Ação solicitada 1: Retorne, sem alterações, o trecho do texto sobre desinformação e IA que vai de "O rápido avanço" até "influenciou os eleitores.".
Ação solicitada 2: Dê continuidade ao texto sobre desinformação e IA a partir da última frase apresentada.

++++ Texto de leitura ++++

Desde deepfakes destinados a influenciar as eleições até os chatbots que espalham notícias falsas, a desinformação surge como um dos grandes perigos do uso crescente da inteligência artificial (IA).

O rápido avanço dessa tecnologia, que foi tema de uma cúpula mundial em Paris, já alimentou, nos últimos anos, o aumento da desinformação, oferecendo novas e poderosas ferramentas.

Na Eslováquia, em 2023, uma gravação causou grande alvoroço: ouvia-se o líder de um partido pró-europeu admitir que as eleições legislativas seriam manipuladas.

Era um deepfake, um conteúdo manipulado graças à IA que influenciou os eleitores.

Em todo o planeta, políticos sofrem regularmente esse tipo de procedimento, que tem grande potencial de viralizar nas redes sociais.

++++ Registros fornecidos ++++

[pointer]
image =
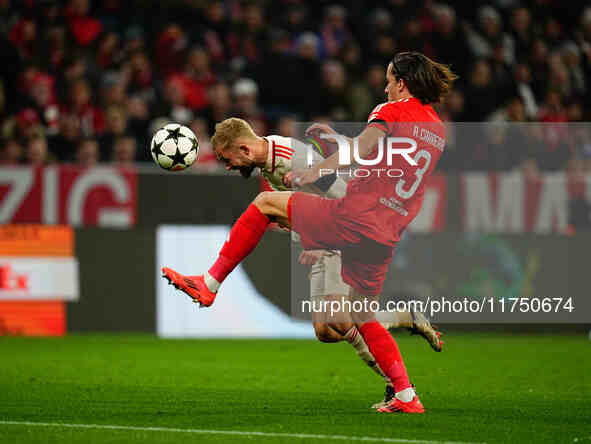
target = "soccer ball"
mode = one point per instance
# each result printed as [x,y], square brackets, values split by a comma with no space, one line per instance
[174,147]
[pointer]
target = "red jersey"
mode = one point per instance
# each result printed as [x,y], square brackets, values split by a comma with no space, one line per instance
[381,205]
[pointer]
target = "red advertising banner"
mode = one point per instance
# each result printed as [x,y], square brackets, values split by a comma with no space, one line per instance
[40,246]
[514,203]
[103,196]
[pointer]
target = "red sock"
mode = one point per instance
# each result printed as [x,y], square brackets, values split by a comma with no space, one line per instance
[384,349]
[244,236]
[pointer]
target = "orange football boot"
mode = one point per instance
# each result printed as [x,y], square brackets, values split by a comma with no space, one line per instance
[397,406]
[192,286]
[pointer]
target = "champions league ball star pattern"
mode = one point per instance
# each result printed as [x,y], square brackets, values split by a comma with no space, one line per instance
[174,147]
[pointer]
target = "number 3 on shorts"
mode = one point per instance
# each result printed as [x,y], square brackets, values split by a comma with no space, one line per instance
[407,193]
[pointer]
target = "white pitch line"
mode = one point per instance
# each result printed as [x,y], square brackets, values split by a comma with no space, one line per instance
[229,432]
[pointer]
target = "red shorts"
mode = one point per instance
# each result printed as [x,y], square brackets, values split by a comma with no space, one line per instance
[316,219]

++++

Resultado da tarefa 1:
O rápido avanço dessa tecnologia, que foi tema de uma cúpula mundial em Paris, já alimentou, nos últimos anos, o aumento da desinformação, oferecendo novas e poderosas ferramentas.

Na Eslováquia, em 2023, uma gravação causou grande alvoroço: ouvia-se o líder de um partido pró-europeu admitir que as eleições legislativas seriam manipuladas.

Era um deepfake, um conteúdo manipulado graças à IA que influenciou os eleitores.

Resultado da tarefa 2:
Este é o caso do ex-presidente dos Estados Unidos, Joe Biden, cuja voz foi manipulada para aconselhar eleitores a não votar, ou uma suposta imagem do primeiro-ministro israelense, Benjamin Netanyahu, hospitalizado.

– Deepfakes pornográficos –

Mulheres políticas nos Estados Unidos, Itália, Reino Unido e Paquistão também foram vítimas de imagens pornográficas geradas por IA, uma tendência que causa preocupação entre os pesquisadores.

Esses deepfakes de conteúdo sexual também costumam atacar celebridades, como a cantora americana Taylor Swift. Todas as mulheres podem ser agredidas, alerta o American Sunlight Project, um grupo de pesquisa sobre desinformação.

A IA também é usada para grandes operações de interferência digital.

As campanhas pró-russas conhecidas como “doppelgänger” ou “matriochka” são alguns dos exemplos mais destacados: seus autores utilizaram amplamente perfis fraudulentos, ou seja, bots (abreviação de “robôs”), para publicar conteúdos gerados por IA, com o objetivo de minar o apoio do Ocidente à Ucrânia.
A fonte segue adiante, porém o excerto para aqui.